__Task item__
What you return should match the data exactly, from the first line to the last.
*** Opening of Material provided ***
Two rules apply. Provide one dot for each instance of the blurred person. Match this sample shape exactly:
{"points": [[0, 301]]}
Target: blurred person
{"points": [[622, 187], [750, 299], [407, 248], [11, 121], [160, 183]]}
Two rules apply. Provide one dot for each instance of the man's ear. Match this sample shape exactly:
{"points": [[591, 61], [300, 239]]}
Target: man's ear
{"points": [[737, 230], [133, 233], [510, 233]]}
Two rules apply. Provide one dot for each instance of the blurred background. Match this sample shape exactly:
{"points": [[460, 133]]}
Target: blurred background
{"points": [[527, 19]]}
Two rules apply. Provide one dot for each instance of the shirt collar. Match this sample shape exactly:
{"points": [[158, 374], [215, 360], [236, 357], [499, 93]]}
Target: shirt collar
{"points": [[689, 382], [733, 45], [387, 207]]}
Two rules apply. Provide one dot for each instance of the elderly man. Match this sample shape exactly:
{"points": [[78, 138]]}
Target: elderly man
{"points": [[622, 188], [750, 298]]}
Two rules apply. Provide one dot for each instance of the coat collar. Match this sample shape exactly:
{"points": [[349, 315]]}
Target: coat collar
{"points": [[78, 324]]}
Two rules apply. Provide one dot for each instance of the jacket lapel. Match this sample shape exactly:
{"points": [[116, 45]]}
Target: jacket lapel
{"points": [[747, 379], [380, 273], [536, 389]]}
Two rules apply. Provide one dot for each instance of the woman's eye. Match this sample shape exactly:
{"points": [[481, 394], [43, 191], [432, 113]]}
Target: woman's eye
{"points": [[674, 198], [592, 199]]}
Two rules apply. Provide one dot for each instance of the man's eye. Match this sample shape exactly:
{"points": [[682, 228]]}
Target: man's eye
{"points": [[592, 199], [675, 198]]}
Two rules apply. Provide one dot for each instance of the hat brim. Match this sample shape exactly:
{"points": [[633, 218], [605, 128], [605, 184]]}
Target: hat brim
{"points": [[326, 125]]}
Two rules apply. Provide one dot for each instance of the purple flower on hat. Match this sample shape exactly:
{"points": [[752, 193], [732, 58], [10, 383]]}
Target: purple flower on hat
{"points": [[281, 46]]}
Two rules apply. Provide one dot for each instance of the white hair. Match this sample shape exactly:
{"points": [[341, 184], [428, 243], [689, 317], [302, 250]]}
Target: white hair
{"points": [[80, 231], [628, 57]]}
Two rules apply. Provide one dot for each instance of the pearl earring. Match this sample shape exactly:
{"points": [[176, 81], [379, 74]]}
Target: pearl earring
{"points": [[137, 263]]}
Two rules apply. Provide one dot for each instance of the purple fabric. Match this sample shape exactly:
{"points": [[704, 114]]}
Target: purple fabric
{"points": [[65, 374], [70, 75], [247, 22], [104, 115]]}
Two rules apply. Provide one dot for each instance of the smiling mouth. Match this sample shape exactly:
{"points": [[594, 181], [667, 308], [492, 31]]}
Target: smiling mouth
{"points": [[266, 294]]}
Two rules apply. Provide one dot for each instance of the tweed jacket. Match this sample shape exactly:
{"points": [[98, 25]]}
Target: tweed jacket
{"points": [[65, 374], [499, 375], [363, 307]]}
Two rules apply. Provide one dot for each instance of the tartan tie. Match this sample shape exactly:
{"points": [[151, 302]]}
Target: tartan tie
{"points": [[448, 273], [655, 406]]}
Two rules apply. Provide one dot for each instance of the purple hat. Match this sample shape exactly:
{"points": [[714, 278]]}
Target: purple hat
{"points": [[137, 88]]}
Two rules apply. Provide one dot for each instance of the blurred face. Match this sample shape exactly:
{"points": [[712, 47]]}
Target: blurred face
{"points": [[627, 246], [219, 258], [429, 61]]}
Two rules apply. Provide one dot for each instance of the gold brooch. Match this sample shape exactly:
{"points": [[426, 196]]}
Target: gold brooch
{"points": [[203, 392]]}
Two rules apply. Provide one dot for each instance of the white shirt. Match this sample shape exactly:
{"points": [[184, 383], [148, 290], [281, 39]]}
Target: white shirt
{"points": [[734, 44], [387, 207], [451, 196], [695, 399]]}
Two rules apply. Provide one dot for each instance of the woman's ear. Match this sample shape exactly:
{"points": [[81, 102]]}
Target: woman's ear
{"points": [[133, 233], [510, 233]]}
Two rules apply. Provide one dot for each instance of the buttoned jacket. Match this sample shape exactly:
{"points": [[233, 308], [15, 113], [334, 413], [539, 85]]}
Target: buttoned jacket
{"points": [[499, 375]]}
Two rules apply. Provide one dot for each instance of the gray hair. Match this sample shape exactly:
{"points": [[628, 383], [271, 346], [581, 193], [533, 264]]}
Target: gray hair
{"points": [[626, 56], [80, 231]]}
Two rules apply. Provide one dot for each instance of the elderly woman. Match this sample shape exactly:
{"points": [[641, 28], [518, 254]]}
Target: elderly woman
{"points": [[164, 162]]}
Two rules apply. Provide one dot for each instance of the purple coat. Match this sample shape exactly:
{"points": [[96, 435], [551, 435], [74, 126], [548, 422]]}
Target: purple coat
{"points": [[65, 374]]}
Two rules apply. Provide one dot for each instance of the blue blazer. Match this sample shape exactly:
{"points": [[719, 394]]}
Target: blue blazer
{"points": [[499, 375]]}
*** Close of Material provided ***
__Reply__
Two rules apply. Provide one dot for each instance of the blurred person. Match this sample shape exactly:
{"points": [[0, 301]]}
Target: blurred person
{"points": [[622, 187], [750, 299], [407, 248], [11, 121], [160, 183]]}
Two rules apply. Provide one dot for each instance of the man's ear. Match this sample shape exactly:
{"points": [[591, 61], [300, 239]]}
Target: man's ear
{"points": [[737, 230], [133, 233], [510, 233]]}
Two rules apply. Provide one dot for each instance of the blurred background. Match this sample shape exactly:
{"points": [[460, 133]]}
Target: blurred background
{"points": [[527, 19]]}
Two rules apply. Provide one dot for each instance of the shirt collar. Match this sample shape exactly:
{"points": [[158, 374], [215, 360], [236, 357], [499, 93]]}
Target: shirt collar
{"points": [[689, 382], [733, 45], [387, 207]]}
Two rules apply. Provide one dot for each instance of the elderly man. Match this sample shape exactly:
{"points": [[78, 138]]}
Target: elderly man
{"points": [[622, 188], [750, 298]]}
Two rules apply. Provide one dot for each instance of the coat collar. Match this sample shape exactly:
{"points": [[349, 315]]}
Target: coat collar
{"points": [[78, 324]]}
Two rules apply. Provide one dot for each instance of the jacket lapel. Match this sample shape exactly:
{"points": [[116, 45]]}
Target: jacket lapel
{"points": [[747, 379], [380, 273], [536, 389]]}
Two rules apply. Provide one dot for each instance of the woman's eye. Match this sample shape exactly:
{"points": [[481, 394], [43, 191], [432, 113]]}
Target: woman's eye
{"points": [[674, 198], [592, 199]]}
Two rules apply. Provide one dot for each instance of the man's eye. Match this sample shape exactly:
{"points": [[682, 228]]}
Target: man's eye
{"points": [[592, 199], [675, 198]]}
Two rules apply. Provide one dot for each instance of the hat brim. Match this sample shape exactly:
{"points": [[633, 218], [605, 128], [605, 184]]}
Target: hat brim
{"points": [[326, 125]]}
Two rules apply. Provide one dot for each instance of the purple flower on hat. Match this sample shape exactly:
{"points": [[752, 193], [732, 58], [10, 383]]}
Target: purple flower on hat
{"points": [[281, 46]]}
Two rules apply. Provide one dot for each instance of the white hair. Match this sample shape exactly:
{"points": [[341, 184], [428, 243], [689, 317], [302, 250]]}
Target: white hair
{"points": [[80, 231], [628, 57]]}
Two rules apply. Provide one dot for each instance of the pearl earring. Match this sample shape exactly:
{"points": [[176, 81], [379, 74]]}
Target: pearl earring
{"points": [[137, 263]]}
Two rules apply. Provide one dot for each instance of the purple fabric. Match this sample shape exactly:
{"points": [[704, 114]]}
Target: purple fabric
{"points": [[65, 374], [70, 75], [247, 22], [104, 115]]}
Two rules apply. Provide one dot for each instance of the smiling mouth. Match this sample shape exactly:
{"points": [[594, 181], [667, 308], [492, 31]]}
Target: smiling mouth
{"points": [[266, 294]]}
Two rules apply. Provide one dot for each instance of the tweed jacket. Match this sample shape exactly:
{"points": [[98, 25]]}
Target: tweed jacket
{"points": [[65, 374], [499, 375], [363, 307]]}
Two rules apply. Provide one dot for each instance of the tartan tie. Match this sample shape exactly:
{"points": [[151, 302]]}
Target: tartan tie
{"points": [[448, 273], [655, 406]]}
Two rules apply. Provide one dot for each instance of the purple hat. Match this sample shape exactly:
{"points": [[714, 278]]}
Target: purple hat
{"points": [[137, 88]]}
Two rules apply. Provide one dot for each instance of the blurred face. Match this sample shape exactly:
{"points": [[712, 47]]}
Target: blurred face
{"points": [[627, 246], [219, 258], [429, 61]]}
Two rules apply. Provide one dot for each instance of the gold brooch. Match this sample shape exactly:
{"points": [[426, 196]]}
Target: gold brooch
{"points": [[203, 392]]}
Two rules apply. Provide one dot for each instance of the white shirt. Match this sample shape exactly:
{"points": [[184, 383], [148, 290], [281, 39]]}
Target: white shirt
{"points": [[734, 44], [387, 207], [451, 196], [695, 399]]}
Two rules apply. Provide one dot for each instance of the woman's ear. Match this sample shape exactly:
{"points": [[81, 102]]}
Target: woman's ear
{"points": [[133, 233], [510, 233]]}
Two rules apply. Provide one dot for each instance of the buttoned jacket. Match this sample shape exactly:
{"points": [[233, 308], [15, 113], [334, 413], [539, 85]]}
Target: buttoned jacket
{"points": [[499, 375]]}
Two rules apply. Provide one dot for each instance of the gray hair. Match this sample shape exactly:
{"points": [[628, 383], [271, 346], [581, 193], [533, 264]]}
Target: gray hair
{"points": [[626, 56], [80, 231]]}
Two rules apply. Provide one dot for each instance of the elderly woman. Match this sample shape exactly:
{"points": [[641, 28], [518, 254]]}
Target: elderly woman
{"points": [[164, 162]]}
Two rules apply. Provide one dot for each instance of the purple coat. Match this sample shape exactly:
{"points": [[96, 435], [551, 435], [74, 126], [548, 422]]}
Target: purple coat
{"points": [[65, 374]]}
Two rules apply. Provide one dot for each instance of the blue blazer. Match this sample shape exactly:
{"points": [[719, 394]]}
Target: blue blazer
{"points": [[499, 375]]}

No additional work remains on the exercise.